**THE TASK:** Reproduce each line of the data below verbatim, leaving nothing out and changing nothing.

- - - -

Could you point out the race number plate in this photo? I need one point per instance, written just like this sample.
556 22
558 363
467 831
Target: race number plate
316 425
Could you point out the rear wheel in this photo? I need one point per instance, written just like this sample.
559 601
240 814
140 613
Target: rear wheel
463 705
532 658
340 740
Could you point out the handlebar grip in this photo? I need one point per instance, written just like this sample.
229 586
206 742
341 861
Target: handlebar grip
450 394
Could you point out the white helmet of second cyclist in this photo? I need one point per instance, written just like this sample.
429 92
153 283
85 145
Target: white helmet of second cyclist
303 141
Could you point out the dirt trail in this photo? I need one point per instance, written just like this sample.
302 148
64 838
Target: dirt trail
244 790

- - - -

**ANSWER IN FULL:**
Could you point out the race number plate in this photo? I need one point per instance, written just like this sample.
556 22
558 363
467 831
Target: race number plate
316 425
Could you point out the rear wheel in this photo? I need one point per instance, written just like this sample.
559 601
240 814
140 613
Target: rear wheel
463 705
532 658
340 740
Could you point out the handlebar grip in this photo? I need one point per instance, written just like this sample.
229 586
206 742
341 861
Target: handlebar grip
450 394
Could you point out the white helmet of second cyclist in this photo? I need one point per instance, written just like this sample.
429 92
153 283
85 145
Target: white helmet of second cyclist
303 141
Could you point out the dirt trail in this photo? I need one point per instance, written just like this sample.
302 148
64 838
Target: dirt trail
244 790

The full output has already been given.